*** Opening of Passage shown ***
This command-based interface has several advantages:
- Audit trail - Every selection is recorded in PR history
- Reversible - You can select a different image by commenting again
- Collaborative - Team members can weigh in before selection
- Bot-friendly - Automated systems could make selections based on criteria
What I Learned
After running this system on a batch of posts, some patterns emerged:
Gemini produces more distinctive images. For blog social cards, the stylized editorial illustration style stands out more in social feeds than photorealistic renders. The organic, whimsical aesthetic catches the eye in a sea of corporate stock imagery.
File sizes vary dramatically. Gemini’s JPEGs average around 600-800KB while OpenAI’s PNGs can hit 2-3MB. For social images that get compressed anyway, smaller is better.
Claude’s recommendations are solid but not infallible. About 80% of the time I agreed with Claude’s pick. The other 20%, I had context Claude didn’t—like knowing my audience prefers a certain aesthetic, or that a particular visual metaphor wouldn’t land.
The PR interface changes the workflow. Having image selection happen in the PR rather than a separate tool keeps everything in context. You’re reviewing code, reviewing images, and making decisions in one place.
Concurrency Control Matters
One gotcha: GitHub Actions can get into trouble if multiple selection commands fire simultaneously. The system uses concurrency groups to ensure only one selection runs at a time per PR:
concurrency:
group: blog-image-selection-${{ github.event.issue.number }}
cancel-in-progress: falseThe cancel-in-progress: false is crucial—you don’t want a second selection to cancel the first before it completes.
The Broader Pattern
This image generation system is an instance of a broader pattern I’m finding useful: agent-orchestrated workflows with human-in-the-loop checkpoints.
The workflow:
- Trigger - Something happens (PR opened, file changed)
- Generate - AI agents do expensive/creative work
- Present - Results shown to humans with context
- Decide - Human makes final call via simple interface
- Apply - System executes the decision
The human stays in control of consequential decisions while offloading the tedious generation work to AI. The PR comment interface serves as both presentation layer and decision capture mechanism.
I’m seeing this pattern apply beyond images—code review suggestions, documentation updates, dependency upgrades. Any workflow where AI can generate candidates and humans should pick winners.
Running It Yourself
The system is open source as part of my blog’s repository. The key files:
.github/workflows/generate-blog-images.yml- Generation workflow.github/workflows/select-blog-image.yml- Selection workflow.github/scripts/generate-blog-images.ts- Core generation logic.github/scripts/apply-image-selection.ts- Selection processor
You’ll need API keys for OpenAI, Google AI (Gemini), and Anthropic (Claude). The workflows expect these as repository secrets.
*** Close of Passage shown ***
Work instruction A: Write out the image workflow passage between "File sizes vary" and "metaphor wouldn’t land.", inclusive.
Work instruction B: In the image workflow passage, roughly how large are Gemini's JPEGs on average?
*** Opening of Data to examine ***
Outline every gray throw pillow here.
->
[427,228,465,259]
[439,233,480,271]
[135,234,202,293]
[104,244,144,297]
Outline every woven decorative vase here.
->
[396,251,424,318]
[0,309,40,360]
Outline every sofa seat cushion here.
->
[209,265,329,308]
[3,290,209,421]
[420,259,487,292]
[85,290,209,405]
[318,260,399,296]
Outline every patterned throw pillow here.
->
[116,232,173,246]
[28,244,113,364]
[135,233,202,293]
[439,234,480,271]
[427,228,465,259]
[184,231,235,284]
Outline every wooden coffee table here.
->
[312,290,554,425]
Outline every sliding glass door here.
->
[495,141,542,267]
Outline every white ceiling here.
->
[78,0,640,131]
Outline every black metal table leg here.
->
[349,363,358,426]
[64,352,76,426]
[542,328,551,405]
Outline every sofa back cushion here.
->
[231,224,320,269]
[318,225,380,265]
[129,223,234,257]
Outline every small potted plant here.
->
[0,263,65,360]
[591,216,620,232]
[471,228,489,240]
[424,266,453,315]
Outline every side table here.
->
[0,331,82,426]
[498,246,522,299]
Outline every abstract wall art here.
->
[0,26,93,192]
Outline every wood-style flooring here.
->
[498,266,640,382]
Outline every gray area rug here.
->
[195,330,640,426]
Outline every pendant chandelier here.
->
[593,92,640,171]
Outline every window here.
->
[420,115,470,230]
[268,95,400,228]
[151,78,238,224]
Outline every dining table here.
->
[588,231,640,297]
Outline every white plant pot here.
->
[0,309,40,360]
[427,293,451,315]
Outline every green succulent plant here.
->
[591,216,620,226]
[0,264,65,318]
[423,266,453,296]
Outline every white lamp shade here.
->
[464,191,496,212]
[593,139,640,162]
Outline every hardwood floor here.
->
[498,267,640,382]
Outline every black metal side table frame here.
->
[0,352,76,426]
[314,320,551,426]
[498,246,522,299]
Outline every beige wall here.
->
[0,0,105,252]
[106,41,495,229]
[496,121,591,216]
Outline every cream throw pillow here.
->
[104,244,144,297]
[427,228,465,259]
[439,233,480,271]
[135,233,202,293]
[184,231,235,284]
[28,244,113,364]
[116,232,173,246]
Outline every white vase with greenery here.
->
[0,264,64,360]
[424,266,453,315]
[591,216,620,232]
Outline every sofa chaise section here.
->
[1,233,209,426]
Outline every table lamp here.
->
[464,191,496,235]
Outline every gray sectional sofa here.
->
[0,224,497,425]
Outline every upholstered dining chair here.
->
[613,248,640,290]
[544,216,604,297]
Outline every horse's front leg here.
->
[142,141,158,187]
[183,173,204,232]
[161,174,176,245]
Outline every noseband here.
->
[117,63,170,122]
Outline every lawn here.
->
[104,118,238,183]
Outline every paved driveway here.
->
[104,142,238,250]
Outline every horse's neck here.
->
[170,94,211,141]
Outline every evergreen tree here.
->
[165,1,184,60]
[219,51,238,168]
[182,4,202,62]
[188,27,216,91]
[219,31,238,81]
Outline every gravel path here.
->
*** Close of Data to examine ***
Solution A:
File sizes vary dramatically. Gemini’s JPEGs average around 600-800KB while OpenAI’s PNGs can hit 2-3MB. For social images that get compressed anyway, smaller is better.
Claude’s recommendations are solid but not infallible. About 80% of the time I agreed with Claude’s pick. The other 20%, I had context Claude didn’t—like knowing my audience prefers a certain aesthetic, or that a particular visual metaphor wouldn’t land.

Solution B: Around 600-800KB.